# What the task requires
Please copy the items below unchanged, from the line containing "Where can you see the green" up to and including the line containing "<point>398,284</point>".

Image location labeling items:

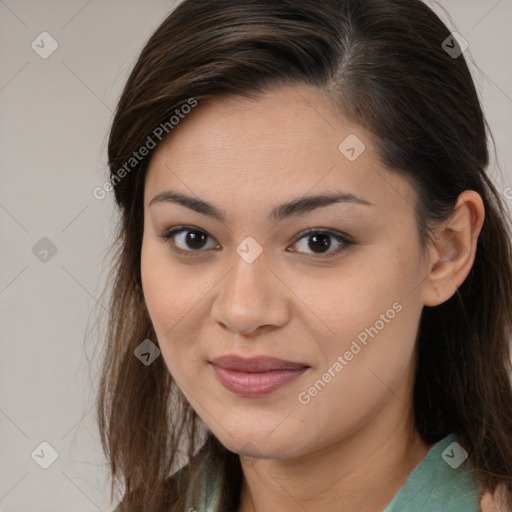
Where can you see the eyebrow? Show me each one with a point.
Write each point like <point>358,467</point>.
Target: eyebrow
<point>295,207</point>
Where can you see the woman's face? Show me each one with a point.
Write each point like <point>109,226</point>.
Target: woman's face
<point>251,284</point>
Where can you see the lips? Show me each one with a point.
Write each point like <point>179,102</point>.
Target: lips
<point>255,364</point>
<point>256,376</point>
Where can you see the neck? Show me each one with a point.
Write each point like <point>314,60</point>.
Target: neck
<point>361,472</point>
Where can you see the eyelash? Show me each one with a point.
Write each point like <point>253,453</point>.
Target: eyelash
<point>341,238</point>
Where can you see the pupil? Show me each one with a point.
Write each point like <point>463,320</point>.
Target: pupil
<point>323,240</point>
<point>194,238</point>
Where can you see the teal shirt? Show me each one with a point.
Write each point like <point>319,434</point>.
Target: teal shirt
<point>442,482</point>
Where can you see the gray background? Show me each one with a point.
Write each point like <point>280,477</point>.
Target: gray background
<point>54,120</point>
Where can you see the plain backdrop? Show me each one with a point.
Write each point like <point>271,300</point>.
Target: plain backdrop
<point>55,114</point>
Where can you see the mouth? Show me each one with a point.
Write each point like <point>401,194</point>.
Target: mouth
<point>257,376</point>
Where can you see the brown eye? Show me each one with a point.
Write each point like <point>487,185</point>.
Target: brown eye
<point>319,242</point>
<point>187,240</point>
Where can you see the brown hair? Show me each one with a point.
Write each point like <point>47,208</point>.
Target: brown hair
<point>383,63</point>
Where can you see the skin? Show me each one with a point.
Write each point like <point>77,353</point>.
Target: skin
<point>246,156</point>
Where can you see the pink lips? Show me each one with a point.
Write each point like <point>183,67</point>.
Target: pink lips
<point>257,376</point>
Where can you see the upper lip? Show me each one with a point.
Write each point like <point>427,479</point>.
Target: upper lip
<point>255,364</point>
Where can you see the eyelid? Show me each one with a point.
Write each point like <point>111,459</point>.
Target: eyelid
<point>341,237</point>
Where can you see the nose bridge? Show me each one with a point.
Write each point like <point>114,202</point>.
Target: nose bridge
<point>250,296</point>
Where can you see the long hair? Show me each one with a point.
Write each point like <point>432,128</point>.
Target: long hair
<point>386,64</point>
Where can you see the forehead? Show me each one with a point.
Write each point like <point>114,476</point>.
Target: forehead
<point>287,142</point>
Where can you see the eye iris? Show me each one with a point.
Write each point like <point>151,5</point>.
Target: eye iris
<point>194,237</point>
<point>323,240</point>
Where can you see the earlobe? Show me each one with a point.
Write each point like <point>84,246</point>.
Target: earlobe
<point>453,251</point>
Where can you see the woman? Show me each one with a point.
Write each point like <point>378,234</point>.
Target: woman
<point>312,283</point>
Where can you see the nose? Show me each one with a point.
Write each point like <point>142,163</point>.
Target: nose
<point>252,298</point>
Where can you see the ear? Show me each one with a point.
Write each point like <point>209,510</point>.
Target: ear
<point>452,253</point>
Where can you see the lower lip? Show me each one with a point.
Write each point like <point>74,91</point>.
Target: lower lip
<point>254,384</point>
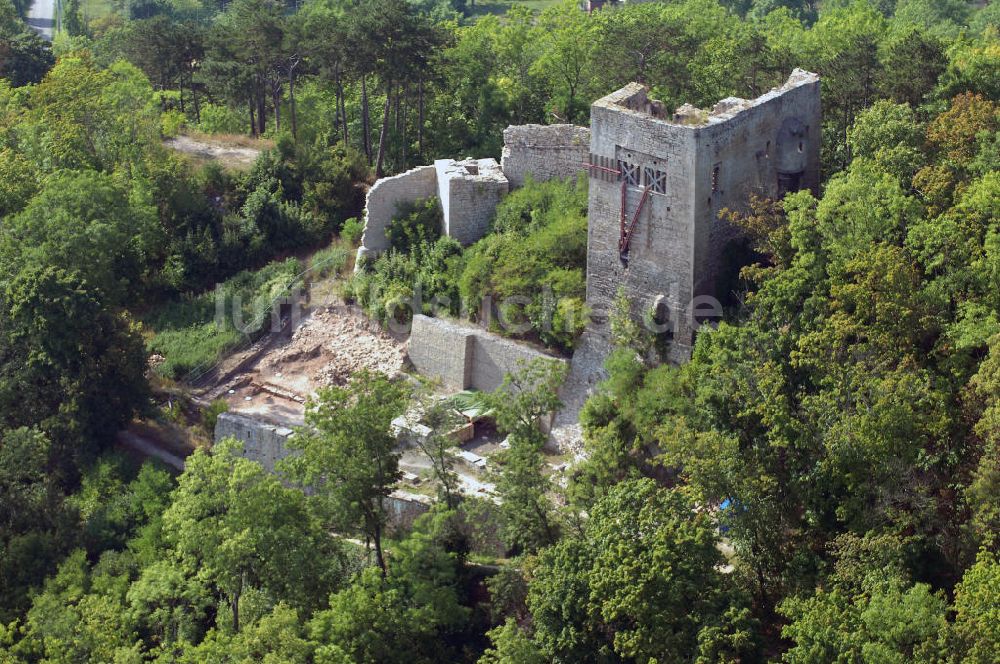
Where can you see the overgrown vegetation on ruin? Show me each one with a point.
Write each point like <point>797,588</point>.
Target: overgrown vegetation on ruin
<point>527,276</point>
<point>840,434</point>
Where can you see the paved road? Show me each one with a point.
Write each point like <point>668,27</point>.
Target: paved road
<point>42,17</point>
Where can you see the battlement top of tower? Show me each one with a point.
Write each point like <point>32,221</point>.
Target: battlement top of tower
<point>480,170</point>
<point>634,98</point>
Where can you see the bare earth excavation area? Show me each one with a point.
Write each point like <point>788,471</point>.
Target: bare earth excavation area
<point>273,379</point>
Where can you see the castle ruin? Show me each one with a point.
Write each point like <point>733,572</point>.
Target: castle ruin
<point>658,182</point>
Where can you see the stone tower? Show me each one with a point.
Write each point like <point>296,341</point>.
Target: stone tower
<point>658,182</point>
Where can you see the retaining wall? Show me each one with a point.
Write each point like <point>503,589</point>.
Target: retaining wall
<point>544,152</point>
<point>466,357</point>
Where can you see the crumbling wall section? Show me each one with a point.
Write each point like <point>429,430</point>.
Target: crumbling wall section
<point>262,442</point>
<point>470,191</point>
<point>544,152</point>
<point>385,197</point>
<point>448,350</point>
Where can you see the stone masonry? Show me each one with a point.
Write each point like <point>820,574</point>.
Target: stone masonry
<point>544,152</point>
<point>659,181</point>
<point>385,197</point>
<point>469,191</point>
<point>464,356</point>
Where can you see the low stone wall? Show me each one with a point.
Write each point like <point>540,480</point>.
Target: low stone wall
<point>262,442</point>
<point>545,152</point>
<point>386,196</point>
<point>466,357</point>
<point>266,444</point>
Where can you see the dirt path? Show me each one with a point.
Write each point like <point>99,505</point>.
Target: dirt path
<point>210,150</point>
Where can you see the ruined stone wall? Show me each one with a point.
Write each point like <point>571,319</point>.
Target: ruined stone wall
<point>660,261</point>
<point>469,191</point>
<point>267,444</point>
<point>765,146</point>
<point>442,350</point>
<point>695,163</point>
<point>386,196</point>
<point>262,442</point>
<point>544,152</point>
<point>465,357</point>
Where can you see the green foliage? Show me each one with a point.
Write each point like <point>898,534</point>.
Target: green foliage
<point>348,454</point>
<point>190,338</point>
<point>639,583</point>
<point>237,527</point>
<point>398,284</point>
<point>415,224</point>
<point>526,397</point>
<point>210,415</point>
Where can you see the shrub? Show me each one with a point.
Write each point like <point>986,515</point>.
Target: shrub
<point>538,255</point>
<point>328,262</point>
<point>218,119</point>
<point>351,231</point>
<point>187,334</point>
<point>171,123</point>
<point>415,224</point>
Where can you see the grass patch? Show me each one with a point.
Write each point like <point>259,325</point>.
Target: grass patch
<point>94,9</point>
<point>187,334</point>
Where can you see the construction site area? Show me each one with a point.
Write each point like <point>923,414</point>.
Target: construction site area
<point>657,184</point>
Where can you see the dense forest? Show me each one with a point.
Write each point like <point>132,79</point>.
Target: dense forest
<point>821,483</point>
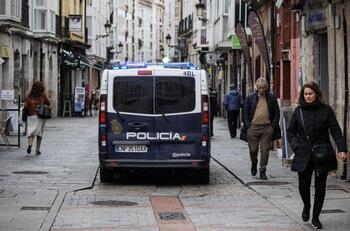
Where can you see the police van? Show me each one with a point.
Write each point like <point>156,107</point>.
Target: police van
<point>154,116</point>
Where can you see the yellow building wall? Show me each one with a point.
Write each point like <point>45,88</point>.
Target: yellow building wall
<point>74,7</point>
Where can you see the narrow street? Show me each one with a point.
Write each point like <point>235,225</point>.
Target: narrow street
<point>60,190</point>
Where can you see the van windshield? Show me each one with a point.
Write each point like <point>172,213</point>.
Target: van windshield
<point>172,94</point>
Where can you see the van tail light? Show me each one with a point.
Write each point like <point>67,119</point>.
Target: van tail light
<point>205,109</point>
<point>102,122</point>
<point>103,140</point>
<point>205,140</point>
<point>102,117</point>
<point>103,103</point>
<point>103,107</point>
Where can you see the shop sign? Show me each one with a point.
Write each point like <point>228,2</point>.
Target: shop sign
<point>242,36</point>
<point>5,52</point>
<point>235,42</point>
<point>75,23</point>
<point>315,19</point>
<point>79,99</point>
<point>255,25</point>
<point>71,60</point>
<point>7,94</point>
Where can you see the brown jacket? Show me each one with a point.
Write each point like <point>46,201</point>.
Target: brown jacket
<point>31,104</point>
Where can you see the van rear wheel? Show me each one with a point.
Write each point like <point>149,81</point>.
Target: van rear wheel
<point>106,175</point>
<point>203,176</point>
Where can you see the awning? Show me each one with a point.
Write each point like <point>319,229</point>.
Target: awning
<point>90,63</point>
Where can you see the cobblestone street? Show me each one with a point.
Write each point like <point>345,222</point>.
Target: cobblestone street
<point>69,196</point>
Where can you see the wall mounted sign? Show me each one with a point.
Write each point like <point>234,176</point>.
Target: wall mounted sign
<point>75,23</point>
<point>255,25</point>
<point>243,40</point>
<point>315,19</point>
<point>71,60</point>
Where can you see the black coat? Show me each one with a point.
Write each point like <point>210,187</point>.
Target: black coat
<point>249,110</point>
<point>319,121</point>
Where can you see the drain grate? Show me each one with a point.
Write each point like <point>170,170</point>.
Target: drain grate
<point>114,203</point>
<point>172,216</point>
<point>35,208</point>
<point>332,211</point>
<point>30,172</point>
<point>336,187</point>
<point>270,183</point>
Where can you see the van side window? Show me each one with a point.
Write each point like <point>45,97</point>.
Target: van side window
<point>175,94</point>
<point>172,94</point>
<point>133,94</point>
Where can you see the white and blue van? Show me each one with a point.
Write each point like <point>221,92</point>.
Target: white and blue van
<point>154,116</point>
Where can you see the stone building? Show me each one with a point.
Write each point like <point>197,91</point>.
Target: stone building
<point>29,47</point>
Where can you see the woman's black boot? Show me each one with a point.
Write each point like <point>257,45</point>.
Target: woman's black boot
<point>316,223</point>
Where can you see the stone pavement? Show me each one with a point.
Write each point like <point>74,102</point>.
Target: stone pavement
<point>64,195</point>
<point>32,188</point>
<point>284,194</point>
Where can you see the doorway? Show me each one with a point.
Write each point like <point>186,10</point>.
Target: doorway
<point>322,76</point>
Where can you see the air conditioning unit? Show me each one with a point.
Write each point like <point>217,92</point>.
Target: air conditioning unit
<point>285,55</point>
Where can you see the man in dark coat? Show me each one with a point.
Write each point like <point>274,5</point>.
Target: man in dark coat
<point>261,125</point>
<point>213,108</point>
<point>233,101</point>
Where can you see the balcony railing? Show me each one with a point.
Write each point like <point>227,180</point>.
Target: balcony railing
<point>186,25</point>
<point>25,13</point>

# The result
Where can you see the green foliage? Show me each one with a point.
Write each point like <point>898,534</point>.
Target: green foliage
<point>348,454</point>
<point>190,338</point>
<point>639,583</point>
<point>237,527</point>
<point>398,284</point>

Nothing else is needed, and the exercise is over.